ЗАДАНИЕ 1
Ответьте по тексту о повести «Продолжение легенды» и её авторе на три вопроса и пометьте ответы так же, как вопросы.
(a) В каком году О. Ефремов и М. Микаэлян поставили инсценировку повести в «Современнике»?
(b) В каком городе Д. Поликарпов рекомендовал поселиться К.?
(c) Кто сыграл главную роль в фильме «Мы, двое мужчин»?
ЗАДАНИЕ 2
Продолжите текст о повести «Продолжение легенды» и её авторе, начав сразу после его последнего предложения.

ТЕКСТ
::::

И действительно, «Продолжение легенды» выходит пятью изданиями, полумиллионным тиражом печатается в «Роман-газете» (1958), по всей стране обсуждается на комсомольских собраниях, переводится на разные языки, О. Ефремов и М. Микаэлян ставят инсценировку повести в «Современнике» (1958), автора принимают в Союз писателей (1959). И всё к славе, даже пиратское издание повести на французском языке, от которого К. тут же с гневом отрекается: мол,
находится хитроумный негодяй, который берет книгу, изымает из нее целые главы, переводит так ловко, что отдельные места акцентируются, а другие «скромно вуалируются», пишет безобразное, лживое предисловие, снабжает книгу обложкой с изображением красной звезды за колючей проволокой, изобретает соответственное название «Звезда в тумане», об авторе утверждает, что он ищет бога, не зная его, — и призывает автора поклоняться не красной, а… вифлеемской звезде! <…> Меня возмущает, что мое имя стоит на обложке этой стряпни[1611].
Одна беда: как раз в это время власть затеялась укреплять литературные кадры в провинции, так что в московской прописке иногороднему К. отказывают, и Д. Поликарпов, заведовавший Отделом культуры ЦК, рекомендует восходящей звезде поселиться в Туле. Вроде бы и ссылка, но комфортная: любовь и ласка местного обкома, трехкомнатная — на двоих с женой, еще только ожидавшей ребенка, — квартира в элитном доме, возможность в составе писательских делегаций побывать не только в соцстранах, но и в Париже (1961).
С творческой жизнью тоже все было ладно: в 1962 году по его рассказу «Юрка — голоштанная команда» снимается фильм «Мы, двое мужчин», главную роль в котором сыграл В. Шукшин, рассказик «Деревцо» из года в год перепечатывается в хрестоматии «Родная речь» для первого класса, «Продолжение легенды» переиздается, выходят и новые книги: «В солнечный день» (1960), «Биение жизни» (1961, 1967), «Селенга» (1961), «Августовский день» (1962), «У себя дома» (1964), «Мореплаватели» (1967).

::::

ЗАПИСАННЫЕ ДАННЫЕ
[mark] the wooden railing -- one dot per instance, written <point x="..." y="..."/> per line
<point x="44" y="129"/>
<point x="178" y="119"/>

::::

ОТВЕТ НА ЗАДАНИЕ 1
(a) В 1958 году.
(b) В Туле.
(c) В. Шукшин.

ОТВЕТ НА ЗАДАНИЕ 2
Книги неплохие, но ничем в общем потоке не выделяющиеся, так что И. Минутко, друживший тогда с К., наверное, прав, определив его как «средний литературный талант с интуитивными прорывами к высотам творчества»[1612].
Теперь-то мы знаем, что эти «интуитивные прорывы» были отложены для романа-документа «Бабий Яр», который после изматывающих боев с редакторами и цензорами в оскопленном виде появился в «Юности» (1966. № 8–10), а на следующий год был издан 150-тысячным тиражом. Тут уж, — говорит А. Гладилин, — «успех был феерическим»[1613], и, — свидетельствует П. Матвеев, — «иноязычные переводы „Бабьего Яра“, в 1967–1968 годах вышедшие в 33-х странах, сделали Анатолия Кузнецова всемирно известным советским писателем»[1614].
От надзора властей его это, впрочем, не освободило. Идут толки о чересчур свободной, непривычно для туляков богемной жизни К., и его недостойное коммуниста поведение даже обсуждают в обкоме партии. Аморалка, однако, не политика: К. кается, и его прощают. Во всяком случае, и его превосходный рассказ «Артист миманса» (Новый мир. 1968. № 4), и посредственный производственный роман «Огонь» (Юность. 1969. № 3–4) публикуются без проблем, а главный редактор «Юности» Б. Полевой мало того что в июне 1969 года включает его (вместо В. Аксенова и Е. Евтушенко) в состав журнальной редколлегии, так еще и хлопочет, чтобы К. на две недели командировали в Англию с целью сбора материалов для написания книги о проходившем там в 1903 году II съезде РСДРП.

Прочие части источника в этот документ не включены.